Data items:
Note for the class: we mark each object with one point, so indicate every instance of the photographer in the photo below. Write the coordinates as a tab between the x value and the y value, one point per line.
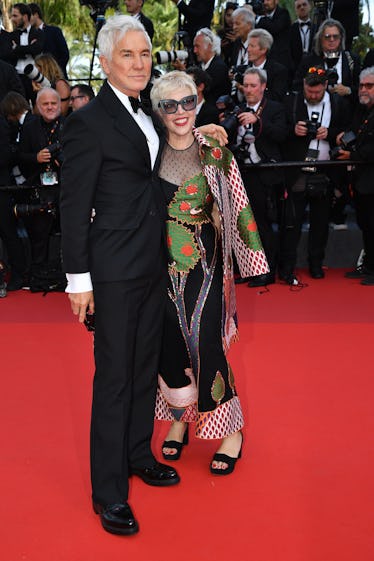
40	160
196	14
363	151
260	129
329	52
314	117
207	48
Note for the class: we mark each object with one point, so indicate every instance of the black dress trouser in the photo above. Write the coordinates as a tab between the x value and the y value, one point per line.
129	318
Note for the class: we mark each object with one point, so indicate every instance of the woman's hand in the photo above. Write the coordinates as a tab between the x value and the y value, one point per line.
215	131
81	302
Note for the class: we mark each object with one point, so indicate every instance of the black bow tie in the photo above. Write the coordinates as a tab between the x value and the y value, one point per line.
142	104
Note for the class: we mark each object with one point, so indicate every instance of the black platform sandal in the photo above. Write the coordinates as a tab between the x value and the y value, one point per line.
227	460
178	446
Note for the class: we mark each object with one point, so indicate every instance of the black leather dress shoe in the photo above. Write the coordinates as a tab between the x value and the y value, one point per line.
261	280
117	518
368	280
316	272
158	475
241	280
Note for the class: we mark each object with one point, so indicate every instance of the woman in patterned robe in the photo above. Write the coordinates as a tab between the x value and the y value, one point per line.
209	217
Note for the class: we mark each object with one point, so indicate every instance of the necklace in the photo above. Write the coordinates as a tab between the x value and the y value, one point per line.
181	149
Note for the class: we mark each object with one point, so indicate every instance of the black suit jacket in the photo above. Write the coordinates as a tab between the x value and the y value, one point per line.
296	46
363	126
107	167
5	153
270	131
295	147
35	46
148	25
220	84
9	80
349	77
56	45
279	27
197	14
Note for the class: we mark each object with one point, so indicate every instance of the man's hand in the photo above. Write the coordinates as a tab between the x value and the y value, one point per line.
81	302
216	132
344	155
301	128
322	133
43	156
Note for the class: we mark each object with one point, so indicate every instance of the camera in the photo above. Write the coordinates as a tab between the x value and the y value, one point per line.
238	72
24	209
312	125
257	5
163	57
55	150
231	111
347	143
34	74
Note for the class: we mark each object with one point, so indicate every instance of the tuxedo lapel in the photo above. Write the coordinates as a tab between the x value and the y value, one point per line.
123	121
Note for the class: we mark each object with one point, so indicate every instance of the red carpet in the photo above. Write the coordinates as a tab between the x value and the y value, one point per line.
303	490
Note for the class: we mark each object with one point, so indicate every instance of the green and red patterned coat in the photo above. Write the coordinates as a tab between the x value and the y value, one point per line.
221	180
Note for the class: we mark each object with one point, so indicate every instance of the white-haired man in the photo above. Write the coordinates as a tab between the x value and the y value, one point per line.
116	266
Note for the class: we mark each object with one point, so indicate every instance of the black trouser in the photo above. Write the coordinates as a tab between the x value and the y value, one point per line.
365	220
319	209
9	235
129	319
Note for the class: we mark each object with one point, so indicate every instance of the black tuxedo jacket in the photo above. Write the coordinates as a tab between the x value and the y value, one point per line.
107	167
55	44
5	153
295	147
35	46
32	139
197	14
220	84
270	131
296	46
349	77
279	27
148	25
363	126
9	80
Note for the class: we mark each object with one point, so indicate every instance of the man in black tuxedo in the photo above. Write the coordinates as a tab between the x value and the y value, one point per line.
330	53
308	141
54	40
207	48
115	257
278	22
262	128
302	32
134	8
363	151
196	13
39	158
9	80
27	42
260	43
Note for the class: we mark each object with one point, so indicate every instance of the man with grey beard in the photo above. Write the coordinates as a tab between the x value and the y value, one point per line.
363	151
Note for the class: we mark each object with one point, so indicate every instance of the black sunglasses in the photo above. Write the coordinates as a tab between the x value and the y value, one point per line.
170	106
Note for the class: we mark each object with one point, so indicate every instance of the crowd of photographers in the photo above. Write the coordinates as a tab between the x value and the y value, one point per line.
285	92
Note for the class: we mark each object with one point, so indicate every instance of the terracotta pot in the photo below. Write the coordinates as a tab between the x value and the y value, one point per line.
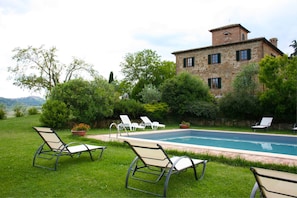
80	133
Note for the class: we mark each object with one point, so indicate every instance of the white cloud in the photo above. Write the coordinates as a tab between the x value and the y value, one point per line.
103	32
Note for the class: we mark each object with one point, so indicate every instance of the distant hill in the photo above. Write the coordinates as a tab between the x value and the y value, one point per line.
26	101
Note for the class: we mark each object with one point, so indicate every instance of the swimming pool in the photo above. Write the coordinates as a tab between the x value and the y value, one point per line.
275	144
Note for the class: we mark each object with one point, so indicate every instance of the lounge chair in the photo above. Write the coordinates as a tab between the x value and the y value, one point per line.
152	163
273	183
264	124
147	122
126	123
53	147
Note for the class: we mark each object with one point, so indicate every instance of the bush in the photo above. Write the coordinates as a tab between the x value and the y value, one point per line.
129	107
2	111
240	106
184	89
156	111
150	94
55	114
32	111
87	101
19	110
203	109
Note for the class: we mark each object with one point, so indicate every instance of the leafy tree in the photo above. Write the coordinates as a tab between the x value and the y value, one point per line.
294	45
110	77
184	93
2	111
150	94
278	74
38	69
32	111
130	107
87	101
246	82
156	111
19	110
145	67
243	102
55	114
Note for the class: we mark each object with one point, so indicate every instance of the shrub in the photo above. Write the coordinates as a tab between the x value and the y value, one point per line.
55	114
2	111
150	94
156	111
32	111
19	110
203	109
240	106
184	89
129	107
87	101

YOUR TASK: Reproduce all of the material above with every "one point per line" changed to "one point on each line" and nothing else altered. Leave the pictures out.

TASK RESPONSE:
Note for the class: we mark each object with one point, so indicate every instance of the photographer in the photo below. Write the coordinates as a tab between the x value and the y value, one point on each line.
40	160
196	14
363	151
260	129
329	52
314	117
207	48
Note for the class: we mark each object with one point, so indicate every instance of the black dress trouser in the photo above. Write the coordinates as a tab between the x value and the y value, one point on each line.
129	318
Note for the class: we mark each object with one point, so indicate every instance of the woman's hand in the photo above. Write the coordinates as a tab between the x value and the y value, one point on each line.
215	131
81	302
Note for the class: we mark each object with one point, so indicate every instance of the black bow tie in the photo above. Write the coordinates as a tab between the x value and the y value, one point on each line.
142	104
Note for the class: we mark each object with one point, so indicate every instance of the black platform sandal in the photo above. Write the coordinates as a tab between the x value and the y value, one point on each line.
227	460
178	446
Note for the class: we mark each object with one point, so indicate every instance of the black leather dress shoe in the photo above. Write the coordinates as a tab between the x value and the y value, one point on each line.
261	280
117	518
368	280
316	272
158	475
241	280
Note for the class: we mark each object with one point, so indicate every instance of the woman in patterned robe in the photo above. Write the coordinates as a tab between the x value and the y value, one point on each line.
209	217
Note for the class: we mark each object with one point, so indicate every instance of the necklace in the photo above. Write the coordinates as a tab between the x value and the y value, one point on each line.
181	149
Note for the class: we mark each object with one point, so indicate every instance of the black suit jacket in the photo above. Write the coordinates as a tab between the x value and the y value, one point on each line.
296	46
363	126
107	167
5	153
270	131
295	147
35	46
148	25
220	84
9	80
349	77
56	45
279	27
197	14
Note for the class: we mark each object with one point, so indicate every instance of the man's hand in the photo above. Write the coordinates as a tab between the x value and the y value, one point on each line.
81	302
216	132
344	155
301	128
322	133
43	156
Note for the class: we mark each object with one point, so indicate every instance of the camera in the photo above. Write the coordinates as a tab between the x value and the y value, one point on each line.
238	72
24	209
312	125
257	5
163	57
55	150
231	111
347	143
34	74
Note for the class: we mark each object with one point, so indicate every instance of the tuxedo lapel in the photo above. Write the coordinates as a tab between the x value and the y value, one point on each line.
123	121
Note for the class: we mark each object with one point, so indicate every instance of the red carpet in the photo above. Write the coordinates as a tab between the x value and the y value, one point on each line.
303	490
Note for the class: we mark each object with one point, so indicate every instance of the green and red patterned coat in the photo above. Write the coordinates as a tab between the x value and the y value, one point on each line.
221	180
Note for the class: we mark each object with one point, so indicate every instance of the white-haired man in the photo above. Write the coordinates as a tab between the x value and the y value, one point on each line.
116	266
Note for the class: we mark each object with one point, so indicate every instance of the black trouser in the photo above. Write the coordinates as a tab between the x value and the y value, one point on each line.
365	220
319	209
9	235
129	319
Note for the class: we mark each object with one point, so indicate every instance of the black tuxedo jacket in the photo above. Write the coordinates as a tab between the x value and the y value, one point on each line.
107	167
55	44
5	153
295	147
35	46
32	139
197	14
220	84
270	131
296	46
349	77
279	27
148	25
363	126
9	80
Note for the class: we mark each object with one point, so indicate every instance of the man in black tuxedo in the photo above. Write the coordinates as a tab between the x value and the y value, one point on each line.
330	53
308	141
54	40
207	48
115	257
278	22
262	128
302	32
134	8
363	151
196	13
39	158
9	80
27	42
260	43
Note for the class: we mark each object with one point, so indicate every instance of the man with grey beard in the photo above. Write the coordinates as a tab between the x value and the y value, one point on each line.
363	151
Note for the class: we mark each object with one point, so indicate every instance of the black sunglasses in the photo above. Write the coordinates as a tab between the x value and the y value, one point on each line.
170	106
Note for the class: we mark each object with one point, so indicate every instance of the crowd of photographers in the photo above. Write the coordinates as a tab between the x value and the y value, one point on each line.
285	92
Note for the class: we mark each object with one point, so indicate every instance of the terracotta pot in the photo below. Write the coordinates as a tab between the x value and the y value, one point on each line.
80	133
Note for the class: we mark each object with one point, so indicate every instance of the white cloud in the photo above. Write the coordinates as a tab between the x value and the y value, one point on each line.
103	32
Note for the class: we mark each object with one point, so indicate every instance of the distant hill in the photo above. Write the coordinates as a tab between the x value and the y value, one point on each line.
26	101
Note for the class: we mark each object with one point, so indicate every instance of the swimming pool in the photo above. Write the coordinates as a tab between the x value and the y value, one point on each line.
275	144
Note for the class: we mark each object with one point, so indicate every instance of the lounge chair in the photo above. Write the coordinates as a tab between the x value and the y value, one point on each line.
152	163
273	183
264	124
147	122
126	123
53	147
Note for the class: we mark each object with one point, so indicate every instance of the bush in the photo above. Write the coordinates as a tab between the x value and the y value, one point on each line.
129	107
2	111
240	106
184	89
156	111
150	94
55	114
32	111
87	101
19	110
203	109
Note for the class: we mark each object with one point, so indicate every instance of the leafy tree in the photo above. Write the coordinates as a tab between the x value and the y value, one point on each line.
294	45
110	77
184	93
2	111
150	94
278	74
38	69
32	111
130	107
87	101
246	82
156	111
19	110
145	67
243	102
55	114
Note for the class: we mark each object with one point, so indicate every instance of the shrub in the photo above. Write the coordinates as a tab between the x value and the y value, one point on each line.
55	114
2	111
150	94
156	111
32	111
19	110
203	109
240	106
184	89
129	107
87	101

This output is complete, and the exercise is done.